:: EXCERPT TO READ ::
Accounting board looks to set clearer, less complicated guidance for new initiatives.

Accounting-MoneyThe Financial Accounting Standards Board (FASB) is in the final stages of a round of major projects that require corporate finance departments to make significant changes. At the same time the standard setter recently decided to embark on a new round of projects.

One of the bigger initiatives, which will have an impact on corporate treasury and on which FASB voted September 20 to add to its docket, is “distinguishing liabilities from equity.” This project will focus on indexation and settlement, convertible debt, disclosures, and earnings per share, with the aims of improving understandability and reducing complexity.

Before the vote, in a webinar that examined recent accounting developments, Deloitte Partner Bob Uhl noted that distinguishing liability from equity was the most popular project among financial statement preparers and users, whose input FASB sought in a recent consultation.

“Everyone agrees this area is extremely complicated, ranking up there with rocket scientist and brain surgeons, but some believe the best way forward is a comprehensive overhaul of the guidance, while others believe a more targeted approach is the way to go,” Mr. Uhl said.

FASB appears to have chosen the more targeted approach. Interestingly, the webinar’s more than 8700 participants resolutely voted for “reporting performance and cash flows” as their favored project for FASB to pursue; it garnered 33.9% of their vote, while only 15.4% voted for distinguishing liabilities and equity, which also fell behind the potential projects of “intangible assets” and “none of the above.”
:::
:: DATA EXTRACT ::
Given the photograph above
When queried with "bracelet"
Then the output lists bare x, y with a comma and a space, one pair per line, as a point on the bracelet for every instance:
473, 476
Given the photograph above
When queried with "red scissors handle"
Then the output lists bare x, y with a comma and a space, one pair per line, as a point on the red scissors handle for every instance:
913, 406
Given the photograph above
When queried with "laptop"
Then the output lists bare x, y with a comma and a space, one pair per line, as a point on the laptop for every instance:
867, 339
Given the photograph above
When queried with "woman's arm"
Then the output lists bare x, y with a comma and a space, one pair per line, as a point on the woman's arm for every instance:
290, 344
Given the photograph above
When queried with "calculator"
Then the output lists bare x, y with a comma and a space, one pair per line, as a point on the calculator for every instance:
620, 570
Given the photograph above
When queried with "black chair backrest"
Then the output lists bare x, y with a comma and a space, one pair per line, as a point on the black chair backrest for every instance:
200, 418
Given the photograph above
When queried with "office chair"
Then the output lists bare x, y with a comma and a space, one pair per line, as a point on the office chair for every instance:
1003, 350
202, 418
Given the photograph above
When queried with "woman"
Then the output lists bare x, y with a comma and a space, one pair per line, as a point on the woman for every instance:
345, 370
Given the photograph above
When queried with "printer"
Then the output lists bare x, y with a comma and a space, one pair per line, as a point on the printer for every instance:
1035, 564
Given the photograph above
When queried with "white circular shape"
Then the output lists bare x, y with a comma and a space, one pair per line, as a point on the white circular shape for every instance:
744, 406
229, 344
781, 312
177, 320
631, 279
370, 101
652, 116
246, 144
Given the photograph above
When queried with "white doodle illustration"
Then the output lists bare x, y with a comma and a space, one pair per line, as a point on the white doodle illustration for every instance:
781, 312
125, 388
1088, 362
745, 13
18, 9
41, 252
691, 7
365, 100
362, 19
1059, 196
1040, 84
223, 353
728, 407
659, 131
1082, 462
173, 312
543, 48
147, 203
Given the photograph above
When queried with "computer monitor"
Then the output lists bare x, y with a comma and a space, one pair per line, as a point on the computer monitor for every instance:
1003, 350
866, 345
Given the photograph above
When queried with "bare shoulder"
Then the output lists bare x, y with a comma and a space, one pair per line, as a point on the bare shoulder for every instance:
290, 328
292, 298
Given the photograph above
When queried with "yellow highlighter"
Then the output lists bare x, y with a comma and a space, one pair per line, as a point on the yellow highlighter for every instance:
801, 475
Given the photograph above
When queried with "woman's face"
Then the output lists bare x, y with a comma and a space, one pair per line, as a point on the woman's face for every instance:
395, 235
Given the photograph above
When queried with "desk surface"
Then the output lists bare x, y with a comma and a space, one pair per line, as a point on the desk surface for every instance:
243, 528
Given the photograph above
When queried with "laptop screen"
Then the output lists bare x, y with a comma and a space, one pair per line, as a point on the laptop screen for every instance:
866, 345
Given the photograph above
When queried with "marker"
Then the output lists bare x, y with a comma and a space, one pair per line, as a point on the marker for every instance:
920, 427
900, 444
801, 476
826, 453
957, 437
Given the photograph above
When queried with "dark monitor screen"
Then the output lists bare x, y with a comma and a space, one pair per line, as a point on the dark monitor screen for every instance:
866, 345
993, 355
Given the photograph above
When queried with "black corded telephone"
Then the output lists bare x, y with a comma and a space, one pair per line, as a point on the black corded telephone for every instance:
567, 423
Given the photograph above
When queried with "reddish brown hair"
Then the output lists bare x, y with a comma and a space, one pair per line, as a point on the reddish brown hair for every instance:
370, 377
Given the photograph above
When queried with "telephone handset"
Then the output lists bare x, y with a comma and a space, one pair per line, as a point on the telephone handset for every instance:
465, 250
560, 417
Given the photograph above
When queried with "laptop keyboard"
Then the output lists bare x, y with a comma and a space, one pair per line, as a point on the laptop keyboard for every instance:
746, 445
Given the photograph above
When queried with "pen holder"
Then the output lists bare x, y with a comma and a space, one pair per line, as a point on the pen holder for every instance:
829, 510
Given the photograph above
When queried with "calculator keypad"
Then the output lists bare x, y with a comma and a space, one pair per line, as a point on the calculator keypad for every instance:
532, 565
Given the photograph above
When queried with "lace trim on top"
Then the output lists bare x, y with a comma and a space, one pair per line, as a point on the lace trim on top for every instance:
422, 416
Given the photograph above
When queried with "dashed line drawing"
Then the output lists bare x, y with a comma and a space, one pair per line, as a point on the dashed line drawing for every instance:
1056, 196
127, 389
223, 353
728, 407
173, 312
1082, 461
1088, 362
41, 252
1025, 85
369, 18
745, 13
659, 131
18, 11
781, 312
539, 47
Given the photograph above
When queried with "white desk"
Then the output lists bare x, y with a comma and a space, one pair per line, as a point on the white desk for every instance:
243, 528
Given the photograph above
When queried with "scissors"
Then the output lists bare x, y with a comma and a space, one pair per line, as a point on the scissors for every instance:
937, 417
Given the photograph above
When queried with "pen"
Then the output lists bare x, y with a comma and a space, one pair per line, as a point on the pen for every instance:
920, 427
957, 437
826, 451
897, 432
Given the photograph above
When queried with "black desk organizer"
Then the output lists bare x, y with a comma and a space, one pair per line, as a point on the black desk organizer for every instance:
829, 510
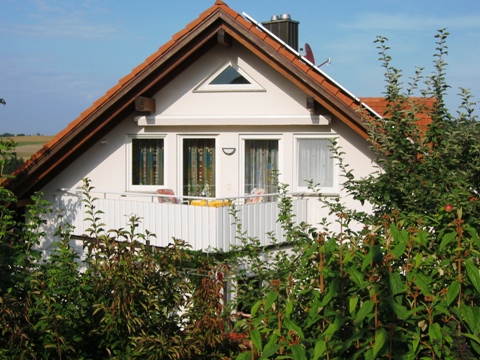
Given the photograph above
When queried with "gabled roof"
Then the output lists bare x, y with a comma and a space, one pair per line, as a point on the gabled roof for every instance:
162, 67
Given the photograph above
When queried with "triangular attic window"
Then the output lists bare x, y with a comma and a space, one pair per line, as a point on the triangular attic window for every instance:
228, 77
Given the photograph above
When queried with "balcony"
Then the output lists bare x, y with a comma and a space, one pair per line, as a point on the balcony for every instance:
:::
(PROBLEMS):
**a)** Decide whether each statement agrees with the FASB excerpt: (i) FASB voted on September 20 to add "distinguishing liabilities from equity" to its docket; (ii) the webinar drew fewer than 5,000 participants; (iii) "reporting performance and cash flows" received 33.9% of the webinar vote. Answer yes or no for each, and quote the words of the excerpt that decide it.
**b)** Which areas will the "distinguishing liabilities from equity" project focus on, according to the FASB excerpt? List them all.
**c)** Pick up the FASB excerpt after its final sentence and carry it forward.

(ANSWERS PER TASK):
**a)**
(i) Yes: "on which FASB voted September 20 to add to its docket"
(ii) No: "the webinar’s more than 8700 participants"
(iii) Yes: "it garnered 33.9% of their vote"

**b)** indexation and settlement; convertible debt; disclosures; earnings per share

**c)**
FASB did add “disaggregation of performance reporting” to its list of upcoming projects while also deciding to continue its research on potential targeted improvements to the statement of cash flows. The board decided to remove a holistic project on intangibles from its research agenda and to maintain a part of developing qualitative disclosures about intangibles as part of its overall disclosures framework.

Mr. Uhl noted that most companies working with digital currencies account for them as intangible assets, while those trading the currencies often account for them as inventory, but neither of those measurement methods are satisfying.

“We’re hearing a lot more about how to account for digital currencies such as bitcoin,” Mr. Uhl said, noting that accounting standards setters may want to address the issue soon. “They’re clearly an asset but not cash, and they’re not a financial asset because they don’t contain contractual rights. So how do you account for them?”

Among the other projects the FASB added to its agenda was “segment reporting,” or the reporting of the operating segments of a company, which will aim to improve segment aggregation criteria and the disclosure requirements. It also decided to continue its research into potential targeted improvements to the statement of cash flows.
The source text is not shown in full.